> _DATASET EXCERPTS_:
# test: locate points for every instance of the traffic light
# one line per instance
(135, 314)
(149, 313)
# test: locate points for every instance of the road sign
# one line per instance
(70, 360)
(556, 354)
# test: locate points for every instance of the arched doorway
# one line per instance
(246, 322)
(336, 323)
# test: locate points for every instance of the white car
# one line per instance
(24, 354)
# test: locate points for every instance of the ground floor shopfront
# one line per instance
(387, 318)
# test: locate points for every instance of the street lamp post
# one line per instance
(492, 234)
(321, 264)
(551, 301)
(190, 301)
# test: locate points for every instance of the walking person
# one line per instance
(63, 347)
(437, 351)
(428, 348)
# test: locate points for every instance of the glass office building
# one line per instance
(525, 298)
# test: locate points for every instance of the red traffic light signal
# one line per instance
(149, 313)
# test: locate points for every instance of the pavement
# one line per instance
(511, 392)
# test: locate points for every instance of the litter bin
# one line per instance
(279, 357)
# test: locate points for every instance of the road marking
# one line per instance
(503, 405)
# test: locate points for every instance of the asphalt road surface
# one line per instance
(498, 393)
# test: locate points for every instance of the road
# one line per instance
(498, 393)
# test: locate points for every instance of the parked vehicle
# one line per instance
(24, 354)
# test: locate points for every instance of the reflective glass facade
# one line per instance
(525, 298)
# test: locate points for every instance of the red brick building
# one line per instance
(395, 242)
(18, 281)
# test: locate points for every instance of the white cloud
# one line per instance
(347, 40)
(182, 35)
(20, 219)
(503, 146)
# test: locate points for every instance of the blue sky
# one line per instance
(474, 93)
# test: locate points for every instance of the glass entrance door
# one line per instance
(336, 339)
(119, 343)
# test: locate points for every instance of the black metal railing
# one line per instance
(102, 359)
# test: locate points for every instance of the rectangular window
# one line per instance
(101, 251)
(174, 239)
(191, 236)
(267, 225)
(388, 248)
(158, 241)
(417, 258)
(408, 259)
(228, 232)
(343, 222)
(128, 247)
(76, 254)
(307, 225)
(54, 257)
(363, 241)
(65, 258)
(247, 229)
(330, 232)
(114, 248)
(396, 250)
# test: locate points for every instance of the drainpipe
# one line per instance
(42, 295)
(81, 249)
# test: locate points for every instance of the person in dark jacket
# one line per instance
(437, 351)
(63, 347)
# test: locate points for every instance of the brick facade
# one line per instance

> _DESCRIPTION OF THE TASK_: Give back exactly the lines from the line holding "# test: locate points for every instance of the parked" through the last line of the listing, including both.

> _CORRECT RESULT_:
# test: locate points for every instance of the parked vehicle
# one line per instance
(24, 354)
# test: locate points for every instance of the reflective glass facade
# one line per instance
(525, 298)
# test: locate points for every instance of the red brick building
# one line per instance
(395, 242)
(18, 281)
# test: locate points for every instance of the white cloud
# one line per instance
(347, 40)
(182, 35)
(20, 219)
(503, 146)
# test: locate points for every instance of the blue sky
# one line per instance
(474, 93)
# test: locate points for every instance of the glass entrance door
# one line per instance
(336, 339)
(119, 343)
# test: locate points for every instance of the black metal railing
# one line per instance
(102, 359)
# test: locate points for every instance of the rectangular window
# one line per instance
(101, 251)
(174, 239)
(191, 236)
(267, 225)
(388, 248)
(158, 241)
(417, 258)
(408, 259)
(228, 232)
(343, 222)
(128, 247)
(76, 254)
(307, 225)
(54, 257)
(363, 241)
(65, 258)
(247, 229)
(330, 232)
(114, 248)
(396, 250)
# test: locate points for every instance of the drainpipe
# one line per instance
(42, 295)
(81, 249)
# test: locate points for every instance of the person in dark jacket
# one line per instance
(437, 351)
(63, 347)
# test: locate points for every instance of the brick facade
# one line per instance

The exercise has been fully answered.